+++ DATA FOR THIS TASK

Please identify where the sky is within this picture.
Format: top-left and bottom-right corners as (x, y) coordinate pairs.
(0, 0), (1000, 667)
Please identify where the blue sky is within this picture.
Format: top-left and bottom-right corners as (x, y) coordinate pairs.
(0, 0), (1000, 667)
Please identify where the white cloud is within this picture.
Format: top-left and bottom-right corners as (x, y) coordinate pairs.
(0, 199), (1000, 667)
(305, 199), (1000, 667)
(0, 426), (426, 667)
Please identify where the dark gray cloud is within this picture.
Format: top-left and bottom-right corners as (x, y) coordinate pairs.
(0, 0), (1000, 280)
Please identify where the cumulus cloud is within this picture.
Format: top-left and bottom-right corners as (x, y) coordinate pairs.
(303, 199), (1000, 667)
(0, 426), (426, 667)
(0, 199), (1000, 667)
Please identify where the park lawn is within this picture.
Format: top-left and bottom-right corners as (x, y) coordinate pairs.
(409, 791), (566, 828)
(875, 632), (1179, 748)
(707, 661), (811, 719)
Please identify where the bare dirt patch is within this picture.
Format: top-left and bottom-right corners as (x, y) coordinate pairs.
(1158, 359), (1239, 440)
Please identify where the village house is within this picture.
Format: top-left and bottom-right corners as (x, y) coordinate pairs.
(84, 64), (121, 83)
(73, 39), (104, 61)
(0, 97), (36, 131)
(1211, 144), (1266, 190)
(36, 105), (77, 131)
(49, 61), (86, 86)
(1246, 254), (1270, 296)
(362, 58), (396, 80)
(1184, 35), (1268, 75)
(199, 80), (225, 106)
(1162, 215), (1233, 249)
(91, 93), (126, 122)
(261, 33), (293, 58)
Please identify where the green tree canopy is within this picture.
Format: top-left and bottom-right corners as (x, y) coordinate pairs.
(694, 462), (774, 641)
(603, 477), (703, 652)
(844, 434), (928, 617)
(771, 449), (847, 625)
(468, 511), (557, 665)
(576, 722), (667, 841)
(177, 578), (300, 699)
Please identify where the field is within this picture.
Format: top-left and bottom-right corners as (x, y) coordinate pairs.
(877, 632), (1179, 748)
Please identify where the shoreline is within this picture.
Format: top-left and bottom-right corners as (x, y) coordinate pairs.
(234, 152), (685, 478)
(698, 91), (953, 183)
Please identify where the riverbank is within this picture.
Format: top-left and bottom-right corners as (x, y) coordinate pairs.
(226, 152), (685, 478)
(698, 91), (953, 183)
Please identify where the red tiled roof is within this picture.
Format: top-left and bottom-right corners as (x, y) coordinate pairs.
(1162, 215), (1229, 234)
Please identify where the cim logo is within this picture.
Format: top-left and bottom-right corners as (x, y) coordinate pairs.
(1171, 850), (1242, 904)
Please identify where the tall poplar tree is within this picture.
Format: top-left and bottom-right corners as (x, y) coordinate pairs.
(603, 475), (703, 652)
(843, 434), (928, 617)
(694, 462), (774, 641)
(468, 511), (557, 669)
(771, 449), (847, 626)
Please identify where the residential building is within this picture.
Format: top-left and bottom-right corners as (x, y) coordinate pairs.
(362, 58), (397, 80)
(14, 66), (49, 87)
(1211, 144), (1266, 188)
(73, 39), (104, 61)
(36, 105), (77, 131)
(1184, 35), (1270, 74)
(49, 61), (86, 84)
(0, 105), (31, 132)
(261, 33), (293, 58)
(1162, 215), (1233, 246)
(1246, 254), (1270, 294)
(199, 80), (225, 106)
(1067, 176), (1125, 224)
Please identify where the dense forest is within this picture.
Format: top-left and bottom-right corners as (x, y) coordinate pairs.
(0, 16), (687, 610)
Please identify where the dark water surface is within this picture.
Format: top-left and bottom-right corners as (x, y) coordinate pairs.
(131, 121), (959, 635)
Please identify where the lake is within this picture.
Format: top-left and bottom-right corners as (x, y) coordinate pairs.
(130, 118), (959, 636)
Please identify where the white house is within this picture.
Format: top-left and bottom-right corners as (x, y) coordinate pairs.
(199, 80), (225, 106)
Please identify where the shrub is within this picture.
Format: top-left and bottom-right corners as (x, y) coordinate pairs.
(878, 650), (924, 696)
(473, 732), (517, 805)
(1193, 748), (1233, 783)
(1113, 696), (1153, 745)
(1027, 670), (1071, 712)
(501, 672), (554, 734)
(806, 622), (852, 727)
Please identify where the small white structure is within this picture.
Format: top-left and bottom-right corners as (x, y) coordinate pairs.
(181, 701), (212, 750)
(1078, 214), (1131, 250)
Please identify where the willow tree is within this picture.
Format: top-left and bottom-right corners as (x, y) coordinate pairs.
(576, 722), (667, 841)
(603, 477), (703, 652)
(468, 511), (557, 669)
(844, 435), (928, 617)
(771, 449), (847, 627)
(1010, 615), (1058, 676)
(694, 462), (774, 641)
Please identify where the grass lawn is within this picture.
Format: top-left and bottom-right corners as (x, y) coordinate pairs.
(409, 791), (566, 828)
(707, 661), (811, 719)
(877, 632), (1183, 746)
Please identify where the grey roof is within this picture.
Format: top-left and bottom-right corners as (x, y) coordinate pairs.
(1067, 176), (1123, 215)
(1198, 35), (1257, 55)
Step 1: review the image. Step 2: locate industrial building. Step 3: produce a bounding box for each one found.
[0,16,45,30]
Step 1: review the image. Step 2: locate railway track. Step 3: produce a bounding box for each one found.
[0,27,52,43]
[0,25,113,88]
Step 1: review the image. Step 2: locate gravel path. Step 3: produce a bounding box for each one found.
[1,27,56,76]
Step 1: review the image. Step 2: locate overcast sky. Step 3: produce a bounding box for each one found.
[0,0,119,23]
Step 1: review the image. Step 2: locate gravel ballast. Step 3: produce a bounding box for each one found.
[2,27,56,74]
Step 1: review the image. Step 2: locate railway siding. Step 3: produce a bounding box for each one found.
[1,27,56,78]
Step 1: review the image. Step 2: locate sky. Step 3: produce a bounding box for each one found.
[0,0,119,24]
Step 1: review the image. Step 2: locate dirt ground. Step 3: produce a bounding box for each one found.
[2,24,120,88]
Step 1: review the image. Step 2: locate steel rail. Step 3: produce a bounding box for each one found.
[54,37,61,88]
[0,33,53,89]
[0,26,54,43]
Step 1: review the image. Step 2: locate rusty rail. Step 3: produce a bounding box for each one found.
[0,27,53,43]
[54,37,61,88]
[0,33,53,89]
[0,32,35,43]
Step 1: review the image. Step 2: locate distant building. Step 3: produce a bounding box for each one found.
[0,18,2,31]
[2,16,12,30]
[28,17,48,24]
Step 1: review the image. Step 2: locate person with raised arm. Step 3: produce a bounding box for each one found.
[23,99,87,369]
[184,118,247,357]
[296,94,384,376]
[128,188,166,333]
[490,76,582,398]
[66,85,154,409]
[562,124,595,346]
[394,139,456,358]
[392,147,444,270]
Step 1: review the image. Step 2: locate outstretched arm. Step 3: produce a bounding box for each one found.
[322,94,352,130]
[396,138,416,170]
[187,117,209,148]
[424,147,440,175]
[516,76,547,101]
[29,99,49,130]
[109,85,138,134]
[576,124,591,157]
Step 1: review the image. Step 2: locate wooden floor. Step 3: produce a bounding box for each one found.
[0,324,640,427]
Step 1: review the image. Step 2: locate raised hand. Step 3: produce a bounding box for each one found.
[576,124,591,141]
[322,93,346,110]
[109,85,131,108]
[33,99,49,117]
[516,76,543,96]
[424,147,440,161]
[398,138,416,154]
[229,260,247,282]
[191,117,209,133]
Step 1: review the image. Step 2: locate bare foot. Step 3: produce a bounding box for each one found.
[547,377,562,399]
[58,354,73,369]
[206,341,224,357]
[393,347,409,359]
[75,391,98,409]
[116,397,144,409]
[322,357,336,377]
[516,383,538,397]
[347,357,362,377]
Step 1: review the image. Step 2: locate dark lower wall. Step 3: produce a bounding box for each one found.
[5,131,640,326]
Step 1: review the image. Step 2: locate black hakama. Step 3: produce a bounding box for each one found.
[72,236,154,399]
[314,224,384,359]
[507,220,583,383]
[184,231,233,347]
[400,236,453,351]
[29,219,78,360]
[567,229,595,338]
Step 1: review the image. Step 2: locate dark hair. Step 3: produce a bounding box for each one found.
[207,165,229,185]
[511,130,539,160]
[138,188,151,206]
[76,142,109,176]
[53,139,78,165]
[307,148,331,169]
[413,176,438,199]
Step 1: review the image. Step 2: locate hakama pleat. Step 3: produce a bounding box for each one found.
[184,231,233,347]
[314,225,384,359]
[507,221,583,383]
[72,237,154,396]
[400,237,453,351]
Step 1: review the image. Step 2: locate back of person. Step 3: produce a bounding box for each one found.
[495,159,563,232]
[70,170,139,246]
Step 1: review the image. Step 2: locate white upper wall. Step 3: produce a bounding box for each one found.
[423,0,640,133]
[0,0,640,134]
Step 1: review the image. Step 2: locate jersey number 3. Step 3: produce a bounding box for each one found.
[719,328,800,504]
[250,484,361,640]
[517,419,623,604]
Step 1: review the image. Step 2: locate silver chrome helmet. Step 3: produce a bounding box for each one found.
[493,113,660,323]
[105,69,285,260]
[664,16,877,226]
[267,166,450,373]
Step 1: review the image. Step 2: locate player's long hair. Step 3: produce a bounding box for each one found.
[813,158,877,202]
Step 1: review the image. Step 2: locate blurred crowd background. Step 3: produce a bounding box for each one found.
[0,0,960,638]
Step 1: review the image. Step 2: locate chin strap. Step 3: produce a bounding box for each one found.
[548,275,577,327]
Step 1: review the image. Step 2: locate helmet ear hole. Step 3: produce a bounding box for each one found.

++++++

> [WHAT YOU NEED TO DO]: Retype the records from the line that contains "Step 1: review the image. Step 2: locate black" to the line that contains "[567,229,595,338]", copying each line exactly.

> [SOLUTION FOR THIS EXERCISE]:
Step 1: review the image. Step 2: locate black hakama. Step 3: produce a bounding box for each one found.
[72,236,154,399]
[314,224,384,359]
[507,220,583,383]
[184,231,233,347]
[400,236,453,351]
[29,219,78,360]
[567,229,595,338]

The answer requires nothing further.